* **Listed records**
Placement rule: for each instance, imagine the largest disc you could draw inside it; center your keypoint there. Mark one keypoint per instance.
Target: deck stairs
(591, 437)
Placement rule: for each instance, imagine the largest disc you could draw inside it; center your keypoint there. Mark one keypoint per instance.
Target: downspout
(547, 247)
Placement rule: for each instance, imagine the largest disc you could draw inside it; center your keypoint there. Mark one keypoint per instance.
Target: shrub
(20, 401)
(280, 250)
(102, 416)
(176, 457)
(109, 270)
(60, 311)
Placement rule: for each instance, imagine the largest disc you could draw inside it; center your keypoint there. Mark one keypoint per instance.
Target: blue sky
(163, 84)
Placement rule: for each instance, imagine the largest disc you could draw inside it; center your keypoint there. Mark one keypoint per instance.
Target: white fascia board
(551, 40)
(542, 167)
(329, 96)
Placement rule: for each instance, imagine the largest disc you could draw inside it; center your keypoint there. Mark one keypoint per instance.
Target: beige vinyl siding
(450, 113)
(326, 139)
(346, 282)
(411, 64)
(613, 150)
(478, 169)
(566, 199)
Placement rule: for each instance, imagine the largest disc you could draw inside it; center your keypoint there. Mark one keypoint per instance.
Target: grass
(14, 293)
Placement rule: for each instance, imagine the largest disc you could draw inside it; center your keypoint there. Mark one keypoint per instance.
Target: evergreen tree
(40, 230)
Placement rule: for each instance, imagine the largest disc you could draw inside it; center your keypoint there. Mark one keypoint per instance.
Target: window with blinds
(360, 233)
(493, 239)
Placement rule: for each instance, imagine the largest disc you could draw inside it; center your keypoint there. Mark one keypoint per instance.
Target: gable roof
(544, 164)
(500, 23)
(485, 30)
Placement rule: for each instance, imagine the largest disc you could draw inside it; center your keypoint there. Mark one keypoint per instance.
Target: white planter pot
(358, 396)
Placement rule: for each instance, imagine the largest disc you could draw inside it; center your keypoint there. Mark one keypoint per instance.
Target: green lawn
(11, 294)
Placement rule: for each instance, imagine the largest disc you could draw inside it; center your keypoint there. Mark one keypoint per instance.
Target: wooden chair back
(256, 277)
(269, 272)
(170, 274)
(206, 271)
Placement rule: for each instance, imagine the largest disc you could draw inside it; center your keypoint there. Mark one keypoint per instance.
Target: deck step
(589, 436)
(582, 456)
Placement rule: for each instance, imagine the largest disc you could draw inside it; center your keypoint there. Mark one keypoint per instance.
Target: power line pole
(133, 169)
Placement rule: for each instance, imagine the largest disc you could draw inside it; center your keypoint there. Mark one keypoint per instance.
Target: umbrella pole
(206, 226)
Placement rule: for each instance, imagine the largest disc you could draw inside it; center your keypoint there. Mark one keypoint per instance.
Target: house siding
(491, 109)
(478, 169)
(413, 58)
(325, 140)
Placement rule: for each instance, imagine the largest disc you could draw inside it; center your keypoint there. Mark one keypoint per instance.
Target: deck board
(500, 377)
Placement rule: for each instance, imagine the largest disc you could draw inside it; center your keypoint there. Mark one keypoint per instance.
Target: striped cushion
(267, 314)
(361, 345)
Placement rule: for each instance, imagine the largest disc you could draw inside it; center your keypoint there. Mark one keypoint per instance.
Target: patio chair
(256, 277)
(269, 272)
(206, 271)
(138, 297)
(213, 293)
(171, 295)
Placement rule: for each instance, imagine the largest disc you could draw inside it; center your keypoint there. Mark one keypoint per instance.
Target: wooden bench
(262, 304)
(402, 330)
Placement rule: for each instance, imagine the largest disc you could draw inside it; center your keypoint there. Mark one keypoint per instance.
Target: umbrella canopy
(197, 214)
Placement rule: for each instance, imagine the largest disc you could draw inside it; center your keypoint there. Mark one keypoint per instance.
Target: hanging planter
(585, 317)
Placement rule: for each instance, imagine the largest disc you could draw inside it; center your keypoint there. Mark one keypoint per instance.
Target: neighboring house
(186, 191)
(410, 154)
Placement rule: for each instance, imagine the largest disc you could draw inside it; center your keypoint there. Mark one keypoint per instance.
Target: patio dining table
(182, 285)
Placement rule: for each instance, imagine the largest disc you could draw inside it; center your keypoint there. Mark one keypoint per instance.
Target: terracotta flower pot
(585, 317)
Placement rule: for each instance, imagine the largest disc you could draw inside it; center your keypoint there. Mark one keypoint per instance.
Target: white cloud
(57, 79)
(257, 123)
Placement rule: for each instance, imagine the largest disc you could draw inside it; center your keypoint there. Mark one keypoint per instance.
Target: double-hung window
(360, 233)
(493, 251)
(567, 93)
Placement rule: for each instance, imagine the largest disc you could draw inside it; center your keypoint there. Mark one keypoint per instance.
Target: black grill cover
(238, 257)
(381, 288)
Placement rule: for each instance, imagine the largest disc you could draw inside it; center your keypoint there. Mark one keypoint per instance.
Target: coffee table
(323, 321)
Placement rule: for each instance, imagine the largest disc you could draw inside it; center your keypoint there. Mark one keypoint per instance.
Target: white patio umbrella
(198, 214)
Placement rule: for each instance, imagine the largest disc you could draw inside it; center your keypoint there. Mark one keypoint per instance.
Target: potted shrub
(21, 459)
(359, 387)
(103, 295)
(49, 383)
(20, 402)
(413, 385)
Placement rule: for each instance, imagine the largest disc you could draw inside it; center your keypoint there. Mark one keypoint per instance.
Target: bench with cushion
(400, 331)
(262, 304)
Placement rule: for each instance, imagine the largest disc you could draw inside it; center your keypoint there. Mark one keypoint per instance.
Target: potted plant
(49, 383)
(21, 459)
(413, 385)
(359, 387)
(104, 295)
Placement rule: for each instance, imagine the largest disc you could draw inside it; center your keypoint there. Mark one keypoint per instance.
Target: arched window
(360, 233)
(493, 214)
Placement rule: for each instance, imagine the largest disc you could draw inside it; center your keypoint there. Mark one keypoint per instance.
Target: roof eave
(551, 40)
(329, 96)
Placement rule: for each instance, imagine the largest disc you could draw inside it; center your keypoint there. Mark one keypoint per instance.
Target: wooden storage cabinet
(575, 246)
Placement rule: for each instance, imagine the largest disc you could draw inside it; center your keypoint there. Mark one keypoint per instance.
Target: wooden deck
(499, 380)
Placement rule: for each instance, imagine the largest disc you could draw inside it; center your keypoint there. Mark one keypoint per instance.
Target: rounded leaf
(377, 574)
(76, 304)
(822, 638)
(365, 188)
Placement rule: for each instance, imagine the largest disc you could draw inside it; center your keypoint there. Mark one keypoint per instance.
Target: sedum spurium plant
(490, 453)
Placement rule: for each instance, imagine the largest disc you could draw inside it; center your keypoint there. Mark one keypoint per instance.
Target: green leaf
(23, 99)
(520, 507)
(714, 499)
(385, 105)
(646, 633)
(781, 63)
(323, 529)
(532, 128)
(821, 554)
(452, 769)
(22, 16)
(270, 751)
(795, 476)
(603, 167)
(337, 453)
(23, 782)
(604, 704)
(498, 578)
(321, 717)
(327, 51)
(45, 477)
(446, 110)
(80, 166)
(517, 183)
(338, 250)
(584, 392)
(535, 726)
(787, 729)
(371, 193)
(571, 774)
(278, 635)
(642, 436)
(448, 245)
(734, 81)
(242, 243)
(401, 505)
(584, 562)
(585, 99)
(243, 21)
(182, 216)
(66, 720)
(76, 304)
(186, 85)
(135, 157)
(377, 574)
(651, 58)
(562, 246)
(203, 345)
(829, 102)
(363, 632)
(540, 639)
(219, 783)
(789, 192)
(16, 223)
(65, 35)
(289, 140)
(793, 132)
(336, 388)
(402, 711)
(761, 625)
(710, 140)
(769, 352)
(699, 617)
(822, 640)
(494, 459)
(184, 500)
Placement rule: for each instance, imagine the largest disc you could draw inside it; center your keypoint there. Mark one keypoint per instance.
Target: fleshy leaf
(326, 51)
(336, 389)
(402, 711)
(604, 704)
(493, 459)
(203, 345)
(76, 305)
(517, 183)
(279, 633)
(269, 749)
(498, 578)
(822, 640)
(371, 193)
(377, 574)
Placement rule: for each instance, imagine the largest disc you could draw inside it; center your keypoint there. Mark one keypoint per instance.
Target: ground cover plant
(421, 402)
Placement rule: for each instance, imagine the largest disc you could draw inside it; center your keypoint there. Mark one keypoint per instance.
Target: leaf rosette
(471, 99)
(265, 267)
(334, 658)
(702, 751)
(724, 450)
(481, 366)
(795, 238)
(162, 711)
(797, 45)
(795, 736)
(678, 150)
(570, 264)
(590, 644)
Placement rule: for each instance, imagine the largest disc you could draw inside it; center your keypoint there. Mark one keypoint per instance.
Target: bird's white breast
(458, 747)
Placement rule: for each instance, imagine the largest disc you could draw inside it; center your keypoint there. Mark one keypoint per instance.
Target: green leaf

* **What you will do**
Please state how many lines in the material above contain the word "house". Case matters, and the reply should be the number alone.

* **Response**
2